TEXT PROVIDED:
━━━━━━━━━━━━━━━━━━━━

WASHINGTON (Reuters) - A New York Times reporter has escaped from his Taliban captors after being held for seven months in the mountains of Afghanistan and Pakistan, the newspaper reported on its website on Saturday.

U.S.

David Rohde, together with a local reporter, Tahir Ludin, and their driver, Asadullah Mangal, were abducted on November 10 outside Kabul.

The newspaper, quoting Rohde's wife Kristen Mulvihill, said Rohde and Ludin late Friday climbed over a wall of the compound where they were being held in North Waziristan in Pakistan. Mangal did not escape with them, it said.

The two men found a Pakistani army scout who took them to an army base and on Saturday they were flown to the U.S. Bagram military base in Afghanistan, it said.

In a statement, U.S. Secretary of State Hillary Clinton said she was pleased that Rohde's ordeal had ended. "I would like to thank the governments of Pakistan and Afghanistan for their assistance in ensuring his safe return," she said without elaborating.

New York Times executive editor Bill Keller said the newspaper had kept quiet about the kidnapping in order to avoid increasing the danger to the men. He declined to discuss efforts to win their release but said no ransom was paid and no Taliban or other prisoners were released, the paper said.

Rhode, 41, had been in Afghanistan working on a book.

━━━━━━━━━━━━━━━━━━━━

DATASET EXTRACT:
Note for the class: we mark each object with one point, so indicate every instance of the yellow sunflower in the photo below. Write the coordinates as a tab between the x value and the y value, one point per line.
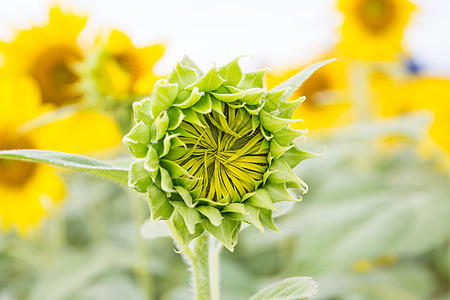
121	70
393	97
47	54
28	190
373	29
326	92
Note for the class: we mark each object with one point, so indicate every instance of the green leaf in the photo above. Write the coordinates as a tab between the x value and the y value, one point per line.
204	105
183	75
187	62
231	72
296	155
272	99
69	161
295	288
266	218
297	80
139	178
142	111
190	215
209	82
183	236
152	230
137	140
159	127
164	95
213	214
261	198
193	98
253	79
286	108
226	232
159	204
273	123
251	217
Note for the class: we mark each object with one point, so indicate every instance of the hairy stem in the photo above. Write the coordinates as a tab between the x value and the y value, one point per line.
201	268
143	251
203	260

━━━━━━━━━━━━━━━━━━━━

REQUIREMENT:
Reproduce verbatim everything in the news report on the reporter's escape from "The newspaper, quoting" down to "Afghanistan, it said.".

REPLY TO THE EXERCISE:
The newspaper, quoting Rohde's wife Kristen Mulvihill, said Rohde and Ludin late Friday climbed over a wall of the compound where they were being held in North Waziristan in Pakistan. Mangal did not escape with them, it said.

The two men found a Pakistani army scout who took them to an army base and on Saturday they were flown to the U.S. Bagram military base in Afghanistan, it said.